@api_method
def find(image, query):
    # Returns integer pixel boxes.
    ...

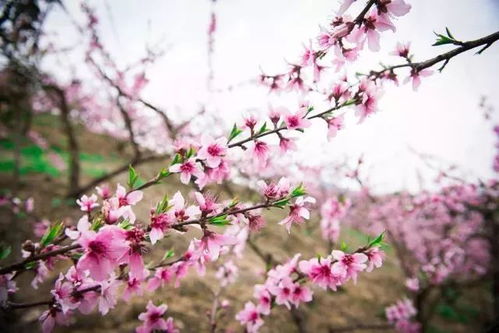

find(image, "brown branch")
[68,155,168,198]
[329,324,393,333]
[369,31,499,78]
[0,244,81,274]
[6,300,54,310]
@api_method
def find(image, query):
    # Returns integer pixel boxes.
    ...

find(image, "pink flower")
[0,273,17,304]
[364,247,385,272]
[279,135,296,153]
[327,115,344,139]
[170,191,201,222]
[76,194,99,212]
[121,278,143,302]
[149,212,174,245]
[331,250,367,282]
[50,273,80,313]
[284,108,312,129]
[77,226,129,281]
[95,184,111,200]
[391,42,411,58]
[250,140,270,168]
[136,301,172,333]
[405,278,419,291]
[168,158,203,184]
[147,267,173,291]
[197,136,227,168]
[257,177,291,200]
[269,276,295,309]
[338,0,355,15]
[120,228,148,280]
[116,184,144,207]
[269,107,286,126]
[194,192,220,214]
[385,298,417,323]
[39,306,70,333]
[279,197,315,232]
[247,213,265,232]
[290,283,312,307]
[236,302,263,333]
[244,115,257,131]
[215,260,239,287]
[64,215,91,239]
[299,258,344,290]
[328,82,350,102]
[99,276,120,316]
[253,284,272,315]
[356,79,379,122]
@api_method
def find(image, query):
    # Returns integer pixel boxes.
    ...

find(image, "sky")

———

Requirement: Copy all of the material with every "query" changed to "label" and nothing else altered. Leave out the pictures.

Output:
@api_method
def find(image, label):
    # Returns integer pixel boxes.
    ...


find(image, "brown branch")
[68,155,168,198]
[329,324,393,333]
[369,31,499,78]
[0,244,81,274]
[6,300,54,310]
@api_method
def find(image, label):
    # Returns integer pixel boxes.
    ...

find(image, "pink flower")
[0,273,17,304]
[364,247,385,272]
[279,135,296,153]
[327,115,344,139]
[170,191,201,222]
[76,194,99,212]
[121,278,143,302]
[149,212,174,245]
[331,250,367,282]
[50,273,80,313]
[284,108,312,129]
[77,226,129,281]
[95,184,111,200]
[391,42,411,58]
[250,140,270,168]
[136,301,172,333]
[405,278,419,291]
[168,158,203,184]
[147,267,173,291]
[197,136,227,168]
[257,177,291,200]
[269,276,295,309]
[338,0,355,15]
[120,228,148,280]
[116,184,144,207]
[269,107,286,126]
[194,192,220,214]
[385,298,417,323]
[39,306,70,333]
[279,197,315,232]
[247,213,265,232]
[290,283,312,307]
[236,302,263,333]
[244,115,257,131]
[215,260,239,287]
[64,215,91,239]
[299,258,344,290]
[328,82,350,102]
[99,276,120,316]
[253,284,272,315]
[356,79,379,122]
@api_method
def find(image, label):
    # Returns integer pixel boxes.
    ...

find(image, "sky")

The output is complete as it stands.